## TEXT SECTION
○ ○ ○

Appellant persuasively argues that the case should be reversed because of the testimony of Douthit, the owner of the alleged stolen property, regarding the taking of the property. Appellant insists that Douthit's testimony fails to show that the property was taken without his consent.
That the owner of stolen property may recover it after it is stolen, or may be paid for same, and then on the trial testify that while the accused did not have his consent to take it when taken, — yet it would have been all right for the accused to have taken his property provided he had told him later, or later paid him for it, — in an evident effort to favor the accused, — does not remove a taking under the circumstances shown in this case from being theft. Without any dispute in the testimony, the evidence in this case shows that a load of cotton seed was taken from Lueders without Douthit's knowledge, and that it was taken to Hamlin, miles away in the nighttime, and there sold by this appellant early the next morning, appellant and his companion both giving fictitious names, which fact was accompanied by further falsehood as to where they lived, and it is further shown that the accused endorsed on the check given him for the cotton seed the fictitious name given by him in the sale of same, and that he presents this check for payment as the payee therein named, and when it is further shown that upon learning of this situation Douthit came to Hamlin and collected from the purchaser of the cotton seed the amount of the check, and takes it back home with him and puts it in the bank. We can not agree that such facts *Page 42 bring this case within the rules laid down by any of the authorities cited in appellant's motion. In Hunt v. State,231 S.W. 775, it is made to appear that at no time while the alleged owner of the property was on the witness stand was he asked in regard to his want of consent, and this court says: "Where the owner of the alleged stolen property is present and testifies before the jury, and fails to give direct and positive testimony as to his want of consent to the taking of the property, such want of consent will not be inferred from other circumstances in evidence."
Caddell v. State, 49 Tex.Crim. Rep., is also cited, and presents a case in which the owner was not asked in regard to his want of consent, and this court makes substantially the same statement as in the Hunt case above.
Flagg v. State, 51 Tex.Crim. Rep., is also cited, but is not on the point. In that case the owner testified positively that he was in the habit of letting Flagg have his mule to work. Flagg seems to have taken it off and sold it. On the trial for theft the accused wanted the jury told that if he did not have the fraudulent intent to appropriate the mule when it came lawfully in his possession, he could not be convicted of its theft. The case was reversed for the failure of the trial court to give such instruction.

○ ○ ○

## COLLECTED MATERIAL

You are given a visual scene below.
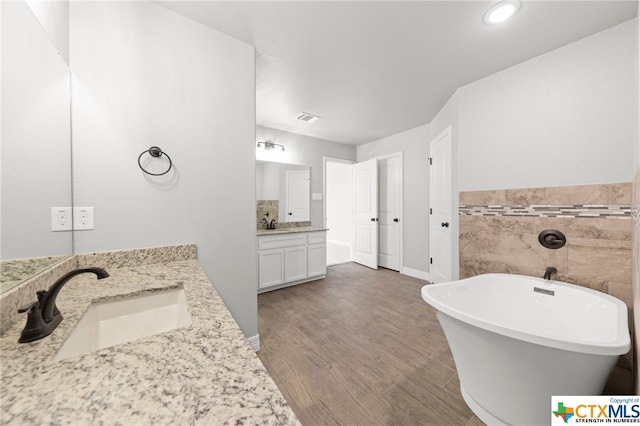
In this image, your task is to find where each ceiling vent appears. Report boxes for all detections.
[296,112,320,123]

○ ○ ○

According to the court opinion, what did the owner testify positively in Flagg v. State?

## WRITTEN SOLUTION
He testified that he was in the habit of letting Flagg have his mule to work.